* [Gekozen fragment]
* * *

Soms worden in de Nederlandse economentaal begrippen verengelst waar de
betekenis in het Nederlands echt anders is dan in het Engels. Een voorbeeld is
dat wat in het Engels een test wordt genoemd in het Nederlands een ‘toets’
is. Testing in statistische zin is dus ‘toetsen’ en niet ‘testen’.
Met een ‘test’ wordt in het Nederlands de bruikbaarheid of kwaliteit van
een voorwerp of dienst beproefd. Maar het waarheidsgehalte of de
waarschijnlijkheid van een hypothese of theorie wordt door statistici
‘getoetst’. Dat gebeurt aan de hand van gegevens, en het aantal
waarnemingen dat men over die gegevens heeft, is bepalend voor de mate
waarop de toets onderscheidend kan zijn. Dit begrip ‘gegevens’ – in deze
zin – lijkt trouwens ten onrechte verdwenen in de Nederlandse taal. Vrijwel
altijd wordt nu gesproken over data wanneer men ‘gegevens’ bedoelt
en over datasets in plaats van over ‘gegevensbestanden’. Terwijl
data het meervoud is van datum en je het over data hebt wanneer er een
afspraak voor een vergadering of uitje moet worden gemaakt.

* * *

* [Getoond materiaal]
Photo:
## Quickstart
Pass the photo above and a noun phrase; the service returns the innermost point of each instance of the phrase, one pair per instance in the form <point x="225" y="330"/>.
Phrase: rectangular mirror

* * *

* [Te maken]
1/ Noem alle verschillende woorden die in de tekst over economentaal tussen enkele aanhalingstekens staan.
2/ Schrijf de tekst over economentaal letterlijk over, van "Soms worden in" tot en met "en niet ‘testen’.".
3/ Schrijf een vervolg op de tekst over economentaal, te beginnen na de laatste zin.
Het materiaal speelt hierbij geen enkele rol.

* [Antwoorden bij opdrachten]
1/ toets, toetsen, testen, test, getoetst, gegevens, gegevensbestanden

2/
Soms worden in de Nederlandse economentaal begrippen verengelst waar de
betekenis in het Nederlands echt anders is dan in het Engels. Een voorbeeld is
dat wat in het Engels een test wordt genoemd in het Nederlands een ‘toets’
is. Testing in statistische zin is dus ‘toetsen’ en niet ‘testen’.

3/
Andere bijdragen
De ontwerper van de zeilwagen, Simon Stevin (1548-1620), heeft al in een
vroeg stadium een grote bijdrage geleverd aan de Nederlandse vaktaal. In de
eerste plaats muntte hij het begrip ‘wiskunde’, waar in vele andere talen
deze wetenschap met een variant op ‘mathematica’ wordt aangeduid. Daarnaast
komen de woorden evenaar, evenwijdig, langwerpig, loodrecht, middellijn,
raaklijn (tangens), scheikunde (chemie), stelkunde (algebra) en
wijsbegeerte (filosofie) uit Stevins koker. Stevin was zelfs zo overtuigd
van de kwaliteit van de Nederlandse taal dat hij beweerde dat Adam en Eva
in het paradijs Nederlands spraken omdat men zich in het Nederlands zo kort
en krachtig kan uitdrukken.
Rond de Millenniumwisseling is door de WRR een aantal rapporten uitgebracht
waarbij de titel tot een uitbreiding van de economische woordenschat hebben
geleid. Dat kwam mede door de toenmalige, taalgevoelige secretaris van de
Raad, Frans Bletz, die veel aandacht besteedde om de rapporten met een
bondige maar veelzeggende titel te voorzien. Voorbeelden zijn
‘Generatiebewust Beleid’, ‘Borgen van Publiek Belang’ en ‘Doorgroei van
Arbeidsparticipatie’. Bij de titel Borgen van Publiek belang past wel de
kanttekening dat wat in het Engels public sector wordt genoemd in
het Nederlands de ‘collectieve sector’ is. Een public good is dan
een ‘collectief goed’ – ‘publiek goed’ doet me te veel aan een publieke
vrouw denken. Eigenlijk moet dan ook van ‘collectief belang’ worden
gesproken in plaats van ‘publiek belang’. Maar ja, dat is inmiddels te veel
ingeburgerd.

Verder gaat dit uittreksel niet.